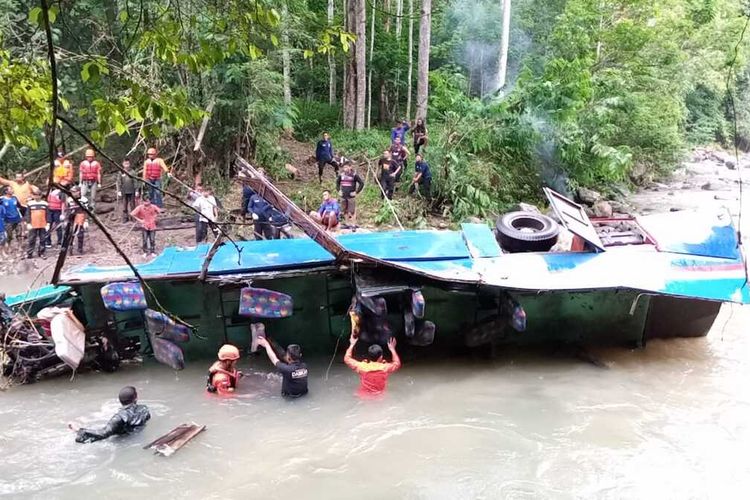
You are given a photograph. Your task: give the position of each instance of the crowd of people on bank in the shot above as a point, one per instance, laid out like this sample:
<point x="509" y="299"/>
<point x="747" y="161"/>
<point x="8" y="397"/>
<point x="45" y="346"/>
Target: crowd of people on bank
<point x="391" y="166"/>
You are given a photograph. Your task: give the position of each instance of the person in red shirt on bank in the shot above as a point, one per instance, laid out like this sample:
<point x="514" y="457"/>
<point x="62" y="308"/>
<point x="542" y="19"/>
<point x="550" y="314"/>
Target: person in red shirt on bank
<point x="375" y="370"/>
<point x="90" y="177"/>
<point x="145" y="214"/>
<point x="153" y="168"/>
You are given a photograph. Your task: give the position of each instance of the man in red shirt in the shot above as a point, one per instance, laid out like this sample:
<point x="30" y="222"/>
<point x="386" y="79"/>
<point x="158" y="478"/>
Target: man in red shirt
<point x="90" y="177"/>
<point x="374" y="371"/>
<point x="145" y="214"/>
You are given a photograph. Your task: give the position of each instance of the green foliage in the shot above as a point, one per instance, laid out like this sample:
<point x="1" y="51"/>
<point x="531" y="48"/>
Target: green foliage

========================================================================

◆ WHAT YOU HAVE TO DO ◆
Please output the material above again without changes, from the line with "red shirt in" through the last line of the material, including both of those lines.

◆ RESPONSE TO THIS TASK ◆
You are given a photograph. Your task: give the position of each instance of the man in red shirt in the shot above as a point, one per instance, laid out like this sample:
<point x="30" y="222"/>
<point x="386" y="79"/>
<point x="158" y="478"/>
Target: man in red shirt
<point x="90" y="177"/>
<point x="374" y="371"/>
<point x="145" y="214"/>
You are given a photograph. Your task: give the position of each instance of the green foliage in the shot above as a point, one per instance, laid out like this sample:
<point x="1" y="51"/>
<point x="531" y="48"/>
Target: green foliage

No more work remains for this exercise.